*REQUIRED WORK:*
1. From the text on the catfish genus Helogenes, extract the part that opens with the words containing "Helogenes, the driftwood" and closes with "castaneus (Dahl, 1960)", copying it word for word.
2. Using the text on the catfish genus Helogenes, say whether each statement agrees with it, answering yes or no and quoting the deciding words: (a) Helogenes fishes are found in tropical South America; (b) the dorsal and pectoral fins of Helogenes have spines; (c) Helogenes species grow to about 10 centimeters SL.

Helogenes, the driftwood marbled catfishes, is a genus of ray-finned fishes belonging to the family Cetopsidae, the whale catfishes. The fishes in this genus are found in tropical South America.

Helogeneinae is the sister taxon of Cetopsinae, the other subfamily in the family Cetopsidae.

== Species ==
Helogenes contains the following valid species:
- Helogenes castaneus (Dahl, 1960)
- Helogenes gouldingi Vari & H. Ortega, 1986
- Helogenes marmoratus Günther, 1863
- Helogenes uruyensis Fernández-Yépez, 1967

==Distribution==
Helogenes species occur through much of the Amazon River basin, the southern portions of the Orinoco River basin, the coastal rivers of the Guianas, and at least the lower portions of the Tocantins River.

==Description==
In Helogenes, the dorsal fin base is short, the anal fin base is elongate, the dorsal and pectoral fins lack spines, the adipose fin is usually present, but is reduced or absent in one population of one species. Helogenes species grow to about 4.3-7.3 centimetres (1.7-2.9 in) SL.

*PROVIDED DATA:*
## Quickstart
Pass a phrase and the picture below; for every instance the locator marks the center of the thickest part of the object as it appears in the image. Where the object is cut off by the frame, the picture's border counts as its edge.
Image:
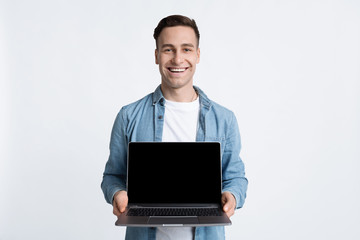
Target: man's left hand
(229, 203)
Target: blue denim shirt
(143, 121)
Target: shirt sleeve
(114, 177)
(233, 172)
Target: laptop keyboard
(174, 212)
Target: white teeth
(177, 69)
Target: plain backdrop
(288, 69)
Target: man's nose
(178, 58)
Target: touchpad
(173, 220)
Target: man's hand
(120, 202)
(229, 203)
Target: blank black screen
(175, 172)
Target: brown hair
(176, 20)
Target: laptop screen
(176, 172)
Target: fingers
(120, 202)
(229, 203)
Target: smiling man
(176, 111)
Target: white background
(288, 69)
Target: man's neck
(184, 94)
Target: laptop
(173, 184)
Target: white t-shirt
(180, 125)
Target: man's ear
(156, 56)
(198, 55)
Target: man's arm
(233, 172)
(114, 177)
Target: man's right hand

*RESPONSES FOR EACH TASK:*
1.
Helogenes, the driftwood marbled catfishes, is a genus of ray-finned fishes belonging to the family Cetopsidae, the whale catfishes. The fishes in this genus are found in tropical South America.

Helogeneinae is the sister taxon of Cetopsinae, the other subfamily in the family Cetopsidae.

== Species ==
Helogenes contains the following valid species:
- Helogenes castaneus (Dahl, 1960)

2.
(a) Yes: "The fishes in this genus are found in tropical South America."
(b) No: "the dorsal and pectoral fins lack spines"
(c) No: "Helogenes species grow to about 4.3-7.3 centimetres (1.7-2.9 in) SL."